Excerpted text:
****************

Rewriting our Rust WASM Parser in TypeScript | OpenUI - The Open Standard for Generative UI

We built the openui-lang parser in Rust and compiled it to WASM. The logic was sound: Rust is fast, WASM gives you near-native speed in the browser, and our parser is a reasonably complex multi-stage pipeline. Why wouldn't you want that in Rust?

Turns out we were optimising the wrong thing.

The Pipeline

The openui-lang parser converts a custom DSL emitted by an LLM into a React component tree. It runs on every streaming chunk — so latency matters a lot. The pipeline has six stages:

autocloser → lexer → splitter → parser → resolver → mapper → ParseResult

Autocloser: makes partial (mid-stream) text syntactically valid by appending minimal closing brackets/quotes
Lexer: single-pass character scanner, emits typed tokens
Splitter: cuts the token stream into id = expression statements
Parser: recursive-descent expression parser, builds an AST
Resolver: inline all variable references (hoisting support, circular ref detection)

****************

Brief 1: Translate this sentence from the article on the openui-lang parser into French: "We built the openui-lang parser in Rust and compiled it to WASM."
Brief 2: Reproduce the part of the article on the openui-lang parser between "The openui-lang parser converts" and "circular ref detection)", inclusive.

****************

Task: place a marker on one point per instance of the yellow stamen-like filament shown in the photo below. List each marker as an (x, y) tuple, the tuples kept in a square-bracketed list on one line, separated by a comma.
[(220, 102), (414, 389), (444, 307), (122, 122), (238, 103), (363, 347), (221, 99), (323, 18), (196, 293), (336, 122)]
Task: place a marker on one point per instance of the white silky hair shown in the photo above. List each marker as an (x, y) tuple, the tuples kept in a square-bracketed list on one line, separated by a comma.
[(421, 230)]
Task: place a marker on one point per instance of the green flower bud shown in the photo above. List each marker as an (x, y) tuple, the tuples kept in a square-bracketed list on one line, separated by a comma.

****************

Written answer 1: Nous avons construit l'analyseur openui-lang en Rust et l'avons compilé en WASM.

Written answer 2:
The openui-lang parser converts a custom DSL emitted by an LLM into a React component tree. It runs on every streaming chunk — so latency matters a lot. The pipeline has six stages:

autocloser → lexer → splitter → parser → resolver → mapper → ParseResult

Autocloser: makes partial (mid-stream) text syntactically valid by appending minimal closing brackets/quotes
Lexer: single-pass character scanner, emits typed tokens
Splitter: cuts the token stream into id = expression statements
Parser: recursive-descent expression parser, builds an AST
Resolver: inline all variable references (hoisting support, circular ref detection)